What you have to do: Write out, word for word, the part of the forum thread below on the Ryzen 2600X boost clock that opens with the words containing "# Ryzen 2600X" and closes with "you in advance.".

Text section:
# Ryzen 2600X Stock Boost to 5.1GHz



## Forsaken_Gamer (Sep 8, 2018)

So my BIOS are set to the stock settings, except for my ram being clocked to 3466MHz 16 16 16 16 36, and my CPU fan profile set to manual. I was gaming for a bit and after I was done I checked my temps on HWMonitor and noticed that my max clock speeds were at 5.1GHz (5087MHz to be exact). I thought max boost was 4.2GHz. I did some research and what I found was two ideas that its due to my cooling for my CPU that allows for it to increase the boost clock speed (Noctua NH-D15) and silicon lottery. I am skeptical of those two ideas tho. It could very well be that HWMonitor isnt reporting correct numbers, but I have not had it do that in the past when I was tinkering around with my clock speeds and benchmarks. Anyone have any input?

Thank you in advance.


----------



## eidairaman1 (Sep 8, 2018)

Forsaken_Gamer said:


> So my BIOS are set to the stock settings, except for my ram being clocked to 3466MHz 16 16 16 16 36, and my CPU fan profile set to manual. I was gaming for a fit and after I was done I checked my temps on HWMonitor and noticed that my max clock speeds were at 5.1GHz (5087MHz to be exact). I thought max boost was 4.2GHz. I did some research and what I found was two ideas that its due to my cooling for my CPU that allows for it to increase the boost clock speed (Noctua NH-D15) and silicon lottery. I am skeptical of those two ideas tho. It could very well be that HWMonitor isnt reporting correct numbers, but I have not had it do that in the past when I was tinkering around with my clock speeds and benchmarks. Anyone have any input?

Lines of data
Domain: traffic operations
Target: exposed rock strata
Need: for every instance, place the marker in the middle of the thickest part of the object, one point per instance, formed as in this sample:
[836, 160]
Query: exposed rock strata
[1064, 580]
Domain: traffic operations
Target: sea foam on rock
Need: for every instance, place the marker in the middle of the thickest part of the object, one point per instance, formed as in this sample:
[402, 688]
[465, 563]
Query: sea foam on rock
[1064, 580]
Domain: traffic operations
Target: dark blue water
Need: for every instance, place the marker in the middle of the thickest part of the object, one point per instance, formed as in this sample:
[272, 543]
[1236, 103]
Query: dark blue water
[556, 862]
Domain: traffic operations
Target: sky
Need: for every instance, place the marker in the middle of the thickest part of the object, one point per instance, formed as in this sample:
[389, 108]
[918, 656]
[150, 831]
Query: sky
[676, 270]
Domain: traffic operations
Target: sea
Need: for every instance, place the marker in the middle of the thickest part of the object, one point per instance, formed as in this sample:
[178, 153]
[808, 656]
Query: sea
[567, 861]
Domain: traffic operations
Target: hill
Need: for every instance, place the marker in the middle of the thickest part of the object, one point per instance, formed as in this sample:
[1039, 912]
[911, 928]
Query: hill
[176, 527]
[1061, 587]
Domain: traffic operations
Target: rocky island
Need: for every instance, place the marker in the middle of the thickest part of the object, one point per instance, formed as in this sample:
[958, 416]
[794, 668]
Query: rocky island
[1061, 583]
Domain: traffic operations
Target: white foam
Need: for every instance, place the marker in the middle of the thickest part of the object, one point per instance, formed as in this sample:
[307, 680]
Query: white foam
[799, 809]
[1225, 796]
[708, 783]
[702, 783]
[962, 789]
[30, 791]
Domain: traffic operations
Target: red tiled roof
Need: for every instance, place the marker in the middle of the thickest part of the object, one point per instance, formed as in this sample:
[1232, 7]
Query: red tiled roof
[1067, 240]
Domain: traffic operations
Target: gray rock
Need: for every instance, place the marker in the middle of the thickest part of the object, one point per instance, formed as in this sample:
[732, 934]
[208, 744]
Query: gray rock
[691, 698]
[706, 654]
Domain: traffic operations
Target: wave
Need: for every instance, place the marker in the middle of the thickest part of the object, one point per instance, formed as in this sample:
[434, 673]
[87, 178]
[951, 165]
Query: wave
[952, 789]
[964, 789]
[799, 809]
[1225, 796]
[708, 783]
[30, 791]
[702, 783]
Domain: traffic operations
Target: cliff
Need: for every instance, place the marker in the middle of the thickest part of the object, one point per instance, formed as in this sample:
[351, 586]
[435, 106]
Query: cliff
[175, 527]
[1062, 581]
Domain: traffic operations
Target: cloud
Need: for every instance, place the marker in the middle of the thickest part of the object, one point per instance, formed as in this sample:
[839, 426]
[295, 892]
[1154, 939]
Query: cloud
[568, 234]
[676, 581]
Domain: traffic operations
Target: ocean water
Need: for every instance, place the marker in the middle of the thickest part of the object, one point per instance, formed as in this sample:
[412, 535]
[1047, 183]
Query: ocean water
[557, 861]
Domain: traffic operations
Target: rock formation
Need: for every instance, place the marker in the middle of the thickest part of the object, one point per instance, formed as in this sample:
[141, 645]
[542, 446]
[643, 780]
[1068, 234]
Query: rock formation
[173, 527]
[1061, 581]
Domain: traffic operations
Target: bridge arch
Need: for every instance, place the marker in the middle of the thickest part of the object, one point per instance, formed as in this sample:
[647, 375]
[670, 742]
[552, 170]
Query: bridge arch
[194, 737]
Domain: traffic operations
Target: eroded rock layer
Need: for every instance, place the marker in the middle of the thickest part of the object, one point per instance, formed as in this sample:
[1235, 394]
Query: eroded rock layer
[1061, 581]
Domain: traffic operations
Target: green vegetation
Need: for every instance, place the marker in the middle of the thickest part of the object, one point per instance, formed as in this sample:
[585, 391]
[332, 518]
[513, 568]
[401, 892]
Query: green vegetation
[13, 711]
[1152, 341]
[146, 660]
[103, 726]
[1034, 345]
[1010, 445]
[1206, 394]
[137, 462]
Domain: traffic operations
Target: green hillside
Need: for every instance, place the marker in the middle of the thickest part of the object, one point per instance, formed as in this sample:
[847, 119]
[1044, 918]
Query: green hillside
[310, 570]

Correct response:
# Ryzen 2600X Stock Boost to 5.1GHz



## Forsaken_Gamer (Sep 8, 2018)

So my BIOS are set to the stock settings, except for my ram being clocked to 3466MHz 16 16 16 16 36, and my CPU fan profile set to manual. I was gaming for a bit and after I was done I checked my temps on HWMonitor and noticed that my max clock speeds were at 5.1GHz (5087MHz to be exact). I thought max boost was 4.2GHz. I did some research and what I found was two ideas that its due to my cooling for my CPU that allows for it to increase the boost clock speed (Noctua NH-D15) and silicon lottery. I am skeptical of those two ideas tho. It could very well be that HWMonitor isnt reporting correct numbers, but I have not had it do that in the past when I was tinkering around with my clock speeds and benchmarks. Anyone have any input?

Thank you in advance.